*** PAGE TEXT

Comparisons are odious.
*
“And then you take the middle brush — or the small one if you want — dip it in some yellow paint, and it’s time for the gym class stroke again,” the instructor says. He turns back to the canvas, swirling the yellow paint onto what is shaping up to be the sun.
“At least it’s not the bock stroke again,” I mutter. “I’m all bocked out.”
I don’t know if Justin and Eva can hear me, but the guy sitting next to me smirks. He’s a stranger on a date and has come to my rescue once already when I dropped my brush on the floor. He picked it up and pointed out that my floor length coat was fanning out behind me in a way that basically turned it into an area rug for people shuffling through the bar.
I sip my pinot as a quick escape. And realize with a sudden panic that I’ve forgotten the instructions that the teacher has just given.
“What color paint did he say?” I ask.
My companions answer.
“Which brush?”
Again, they chime in with what I should be retaining but am not. My focus keeps getting thrown. The paint won’t cooperate. The deeper dark water of my river ends up somehow looking more rough and more dramatic than intended. My sky colors seem uneven. I learn later that I’m not adding enough water to the canvas as I’m going along and it’s drying up. Oops.
But in the moment, I attack the canvas again and again. “I’m a hard bocker,” I joke. “Bocking all the time. Bock and roll baby.” It’s a bad joke that I make multiple times. Never quite sure if anyone has heard me or I even want them to.
The bock stroke is called that because it’s a motion like a chicken pecking. _Bock, bock, bock. _The quick semi-stab that Bob Ross would use to make his leafy trees. I bock hundreds of times for my pines.
My final product is somewhat tortured. I can see the mistakes. The crudeness. But I snap a photo to send to my friends, who text back that I did great and “your trees are so gooood.”
I take a look at Justin and Eva’s paintings, and they’re so different than mine. Much more sophisticated to my eyes.
The paint is beautifully even on Eva’s. It looks professional. The color of her grass is the most vibrant green, and the way her river curves around the bend is gorgeous. Her water is perfectly shaded.

******

REQUIRED ACTION 1 » Name every person the painting-class essay mentions by name.
REQUIRED ACTION 2 » Carry the painting-class essay forward from its final sentence with a few more paragraphs.

*** RECORDS PROVIDED

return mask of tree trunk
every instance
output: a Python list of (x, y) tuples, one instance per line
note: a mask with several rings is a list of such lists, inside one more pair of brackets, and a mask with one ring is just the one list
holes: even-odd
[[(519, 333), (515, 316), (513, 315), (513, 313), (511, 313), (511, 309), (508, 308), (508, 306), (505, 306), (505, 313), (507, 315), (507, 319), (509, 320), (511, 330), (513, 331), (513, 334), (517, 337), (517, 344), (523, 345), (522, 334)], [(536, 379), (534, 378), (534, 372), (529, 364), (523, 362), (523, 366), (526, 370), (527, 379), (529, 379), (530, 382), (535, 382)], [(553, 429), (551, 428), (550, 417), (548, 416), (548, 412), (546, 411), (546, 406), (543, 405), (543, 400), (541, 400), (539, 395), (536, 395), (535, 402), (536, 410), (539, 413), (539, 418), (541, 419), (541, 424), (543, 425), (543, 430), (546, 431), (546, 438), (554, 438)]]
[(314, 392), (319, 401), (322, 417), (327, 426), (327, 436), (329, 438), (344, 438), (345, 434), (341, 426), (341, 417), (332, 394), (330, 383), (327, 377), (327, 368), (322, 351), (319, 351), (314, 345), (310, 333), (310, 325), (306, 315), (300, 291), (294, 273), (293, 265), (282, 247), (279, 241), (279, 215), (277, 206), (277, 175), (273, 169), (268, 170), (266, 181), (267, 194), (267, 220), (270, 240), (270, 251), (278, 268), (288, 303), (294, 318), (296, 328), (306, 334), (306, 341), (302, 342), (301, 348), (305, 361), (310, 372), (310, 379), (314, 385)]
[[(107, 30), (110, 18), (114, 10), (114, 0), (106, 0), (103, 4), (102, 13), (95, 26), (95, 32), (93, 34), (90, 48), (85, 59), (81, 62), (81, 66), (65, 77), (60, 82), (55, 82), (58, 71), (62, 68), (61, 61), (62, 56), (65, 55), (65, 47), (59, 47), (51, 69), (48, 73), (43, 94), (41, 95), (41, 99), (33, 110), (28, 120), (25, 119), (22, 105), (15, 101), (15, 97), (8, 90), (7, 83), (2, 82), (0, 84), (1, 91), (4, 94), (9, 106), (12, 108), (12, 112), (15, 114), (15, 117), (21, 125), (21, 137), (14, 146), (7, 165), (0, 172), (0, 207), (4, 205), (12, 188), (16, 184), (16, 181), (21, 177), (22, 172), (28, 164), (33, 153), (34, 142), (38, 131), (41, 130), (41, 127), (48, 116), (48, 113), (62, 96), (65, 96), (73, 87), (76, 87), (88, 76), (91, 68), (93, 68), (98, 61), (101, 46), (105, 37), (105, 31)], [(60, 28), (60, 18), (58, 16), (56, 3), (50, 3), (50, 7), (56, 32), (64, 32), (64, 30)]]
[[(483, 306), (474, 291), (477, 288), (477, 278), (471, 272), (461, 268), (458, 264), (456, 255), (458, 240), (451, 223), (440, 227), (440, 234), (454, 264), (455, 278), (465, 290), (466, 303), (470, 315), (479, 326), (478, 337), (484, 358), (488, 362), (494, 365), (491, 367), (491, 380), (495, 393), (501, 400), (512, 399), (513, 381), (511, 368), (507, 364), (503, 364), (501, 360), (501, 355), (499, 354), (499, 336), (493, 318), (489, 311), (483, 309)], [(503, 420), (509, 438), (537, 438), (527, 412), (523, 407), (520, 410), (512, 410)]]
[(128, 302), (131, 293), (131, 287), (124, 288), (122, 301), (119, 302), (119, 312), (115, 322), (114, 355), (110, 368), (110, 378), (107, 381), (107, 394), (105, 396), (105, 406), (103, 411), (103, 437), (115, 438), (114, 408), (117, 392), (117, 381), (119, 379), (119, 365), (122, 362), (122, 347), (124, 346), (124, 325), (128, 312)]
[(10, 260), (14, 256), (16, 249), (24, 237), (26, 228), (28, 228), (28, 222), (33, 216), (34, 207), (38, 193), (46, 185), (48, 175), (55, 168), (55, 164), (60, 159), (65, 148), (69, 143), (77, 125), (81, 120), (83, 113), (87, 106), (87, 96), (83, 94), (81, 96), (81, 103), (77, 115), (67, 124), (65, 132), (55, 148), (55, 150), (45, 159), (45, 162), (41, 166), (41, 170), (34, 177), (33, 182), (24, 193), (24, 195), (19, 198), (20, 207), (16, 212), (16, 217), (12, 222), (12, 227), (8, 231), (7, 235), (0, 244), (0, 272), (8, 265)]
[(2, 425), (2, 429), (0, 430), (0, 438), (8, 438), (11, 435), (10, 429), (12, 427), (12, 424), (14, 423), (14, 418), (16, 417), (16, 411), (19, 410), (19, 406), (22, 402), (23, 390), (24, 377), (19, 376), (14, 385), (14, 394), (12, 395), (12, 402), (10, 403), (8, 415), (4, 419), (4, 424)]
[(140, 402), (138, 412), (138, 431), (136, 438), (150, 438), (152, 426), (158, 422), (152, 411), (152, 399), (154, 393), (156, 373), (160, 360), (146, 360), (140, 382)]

******

EXERCISE OUTPUT 1 » Justin, Eva, Bob Ross

EXERCISE OUTPUT 2 »
Justin’s trees are amazing. I compliment him on a cluster of branches on one of the larger trees and he laughs. He tells me that was a part where he struggled. He looks at it and sees a mistake.
And I have the same thing happen to me when a stranger happens upon my painting and compliments me on my moon. The moon that was a fucking disaster. When I bocked it with red paint as the instructor said, I’d ended up not with a “moon made of cheese” look — but something that looked infected. I’d pecked at my moon like a chicken until it caught chicken pox. Or broke out in zits.
While everyone else was finishing up other parts of their portraits, I’d grabbed the water and blended my moon until it looked somewhat more natural. A smeared look at first but eventually a nice yellow-orange and a texture I was satisfied with.
A near crisis I averted is now the most notable thing about the painting.
As we stand there talking about our paintings with other students and each other, it becomes evident that everyone’s blind to what’s beautiful about their paintings. Fixated on the flaws. The parts that were hard when we did it. And we can’t help but compare the highs of other people’s paintings with what we think (wrongly) are the lows of our own.
It’s not helpful, yet we still do it. Same old story, different setting.
I stand back watching it unfold before me, the self-criticism and unexpected compliments, and even though I can see the flaws in my own painting, I smile, feeling a sense of peace I haven’t felt in a very long time.